DESCRIPTION OF THE TASK:
The answer must be the full set of records, repeated exactly.

SOURCE DATA:
● ● ●

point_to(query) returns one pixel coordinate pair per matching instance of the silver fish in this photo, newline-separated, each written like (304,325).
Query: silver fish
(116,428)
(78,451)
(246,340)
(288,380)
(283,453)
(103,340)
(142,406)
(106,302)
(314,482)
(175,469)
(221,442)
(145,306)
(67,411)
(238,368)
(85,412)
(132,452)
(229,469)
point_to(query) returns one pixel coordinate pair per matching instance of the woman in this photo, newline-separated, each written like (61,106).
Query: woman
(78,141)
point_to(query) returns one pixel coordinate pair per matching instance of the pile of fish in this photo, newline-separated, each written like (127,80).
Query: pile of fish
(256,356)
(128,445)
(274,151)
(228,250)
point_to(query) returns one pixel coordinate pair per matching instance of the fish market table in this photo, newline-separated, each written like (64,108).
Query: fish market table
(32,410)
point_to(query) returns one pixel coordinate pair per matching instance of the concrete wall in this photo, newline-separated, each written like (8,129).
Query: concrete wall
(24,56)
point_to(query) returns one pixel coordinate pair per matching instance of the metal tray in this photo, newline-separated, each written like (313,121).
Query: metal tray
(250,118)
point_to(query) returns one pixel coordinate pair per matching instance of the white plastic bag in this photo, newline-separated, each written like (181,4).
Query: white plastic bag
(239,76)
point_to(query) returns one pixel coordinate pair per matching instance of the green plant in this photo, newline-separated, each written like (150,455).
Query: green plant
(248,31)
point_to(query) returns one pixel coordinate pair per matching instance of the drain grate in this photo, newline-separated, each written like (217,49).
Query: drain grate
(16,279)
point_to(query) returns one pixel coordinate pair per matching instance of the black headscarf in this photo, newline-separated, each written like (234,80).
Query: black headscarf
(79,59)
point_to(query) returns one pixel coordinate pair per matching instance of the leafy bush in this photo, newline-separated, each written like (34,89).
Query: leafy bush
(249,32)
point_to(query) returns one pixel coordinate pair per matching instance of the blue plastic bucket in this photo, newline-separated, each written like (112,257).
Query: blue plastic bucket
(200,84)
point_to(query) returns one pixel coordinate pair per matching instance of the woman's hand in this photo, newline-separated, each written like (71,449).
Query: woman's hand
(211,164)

● ● ●

EXPECTED ANSWER:
point_to(query) returns one pixel coordinate pair per matching instance of the silver fish in this photo, newline-separated, each written like (304,325).
Query: silver fish
(116,428)
(78,451)
(246,340)
(288,380)
(283,453)
(103,340)
(142,406)
(106,302)
(314,482)
(175,469)
(221,442)
(145,306)
(67,411)
(238,368)
(85,412)
(132,452)
(229,469)
point_to(query) returns one pixel coordinate pair per matching instance of the woman in this photo, newline-separated, each written like (61,106).
Query: woman
(78,141)
point_to(query) returns one pixel coordinate pair per matching instance of the pile of fish in this photo, newline-separated, each written like (127,80).
Query: pile of fish
(256,356)
(128,445)
(274,151)
(228,250)
point_to(query) returns one pixel coordinate pair per matching instance of the fish market table in this photo, newline-separated, each written like (64,108).
Query: fish market table
(32,410)
point_to(query) returns one pixel coordinate pair per matching instance of the concrete wall in this photo, newline-separated, each written like (8,129).
Query: concrete wall
(24,56)
point_to(query) returns one pixel coordinate pair per matching instance of the metal tray in this photo, newline-separated, each written like (313,121).
Query: metal tray
(250,118)
point_to(query) returns one pixel coordinate pair per matching instance of the white plastic bag in this photo, newline-separated, each written like (181,4).
Query: white plastic bag
(239,76)
point_to(query) returns one pixel coordinate pair per matching instance of the green plant in this photo, newline-separated, each written like (150,455).
Query: green plant
(248,31)
point_to(query) returns one pixel coordinate pair per matching instance of the drain grate in this photo, newline-separated, each written like (217,49).
Query: drain grate
(16,279)
point_to(query) returns one pixel coordinate pair per matching instance of the black headscarf in this photo, newline-separated, each written like (234,80).
Query: black headscarf
(79,59)
point_to(query) returns one pixel coordinate pair per matching instance of the leafy bush in this photo, newline-separated, each written like (34,89).
Query: leafy bush
(249,32)
point_to(query) returns one pixel coordinate pair per matching instance of the blue plastic bucket in this photo, newline-separated, each written like (112,257).
Query: blue plastic bucket
(200,84)
point_to(query) returns one pixel coordinate pair per matching instance of the woman's hand in this photo, newline-separated, each written like (71,449).
Query: woman's hand
(211,164)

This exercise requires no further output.